• [Requirement] If a line in the data has the string "target", please show it.

Saved data entries

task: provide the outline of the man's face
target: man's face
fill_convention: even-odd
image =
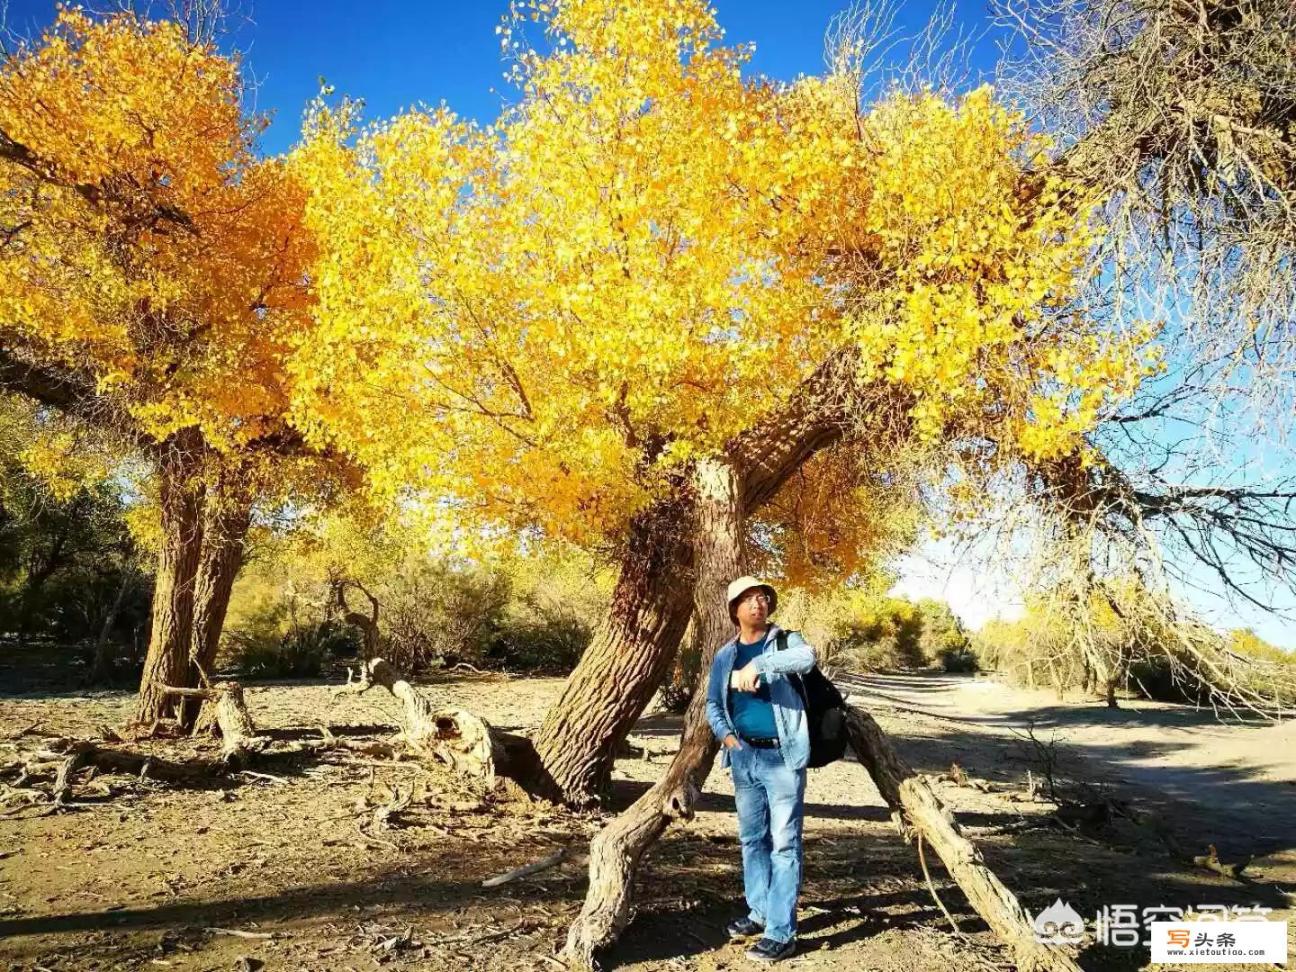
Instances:
[[[749,587],[738,598],[735,613],[740,624],[760,627],[769,617],[769,594],[762,588]]]

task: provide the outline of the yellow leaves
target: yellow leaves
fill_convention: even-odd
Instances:
[[[301,190],[258,160],[237,62],[169,21],[64,9],[0,67],[5,337],[164,437],[232,449],[282,419],[311,305]]]
[[[748,82],[699,0],[517,3],[500,36],[521,95],[496,124],[366,127],[325,92],[258,161],[235,62],[65,15],[0,72],[0,127],[48,163],[0,168],[5,224],[32,223],[0,318],[155,436],[290,425],[385,501],[578,543],[844,344],[922,437],[1034,455],[1147,367],[1071,306],[1096,231],[1030,184],[1041,143],[990,89],[863,111],[845,75]]]

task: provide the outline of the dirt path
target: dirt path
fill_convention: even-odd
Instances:
[[[1296,722],[1221,722],[1209,709],[1144,699],[1122,700],[1113,710],[955,675],[846,681],[879,709],[893,703],[898,714],[908,707],[957,720],[997,743],[1033,731],[1055,743],[1063,773],[1173,807],[1189,838],[1207,838],[1222,853],[1296,864]]]
[[[1155,705],[1116,713],[1059,705],[984,679],[848,681],[854,691],[874,693],[869,707],[917,768],[939,773],[958,761],[988,781],[992,792],[939,786],[1032,912],[1059,896],[1090,920],[1103,904],[1121,902],[1288,906],[1296,835],[1293,814],[1280,808],[1293,795],[1285,762],[1290,727],[1216,727],[1199,714]],[[539,723],[559,686],[556,679],[473,677],[438,680],[426,691],[439,703],[526,729]],[[122,721],[130,701],[124,693],[0,697],[0,737],[33,726],[93,735]],[[248,701],[259,725],[284,734],[327,722],[363,736],[395,724],[389,699],[335,700],[318,684],[252,686]],[[1104,792],[1164,817],[1186,846],[1215,840],[1221,851],[1260,851],[1261,883],[1185,868],[1155,840],[1141,839],[1142,828],[1032,828],[1052,809],[1012,799],[1027,771],[1040,771],[1038,754],[1013,732],[1032,720],[1041,740],[1056,728],[1060,775],[1106,784]],[[677,732],[673,717],[641,721],[635,738],[646,757],[618,763],[611,809],[657,778]],[[191,745],[168,744],[173,752]],[[83,786],[85,805],[74,812],[0,818],[0,963],[22,972],[555,968],[554,949],[579,908],[583,848],[597,817],[501,812],[444,774],[368,762],[375,765],[299,761],[276,768],[283,782],[248,777],[210,790],[111,777]],[[411,785],[419,799],[402,826],[366,827],[392,786]],[[842,762],[813,772],[807,804],[805,954],[790,967],[1006,967],[1006,956],[935,868],[937,892],[966,937],[949,929],[861,767]],[[652,856],[638,918],[608,956],[610,966],[748,967],[720,932],[739,909],[734,831],[732,790],[717,770],[698,819],[669,832]],[[571,852],[559,867],[481,887],[484,878],[557,846]],[[1093,947],[1083,964],[1123,970],[1146,961],[1145,949]]]

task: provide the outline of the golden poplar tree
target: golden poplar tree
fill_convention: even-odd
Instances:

• [Solution to the exercise]
target: man's face
target: yellow leaves
target: dirt path
target: golden poplar tree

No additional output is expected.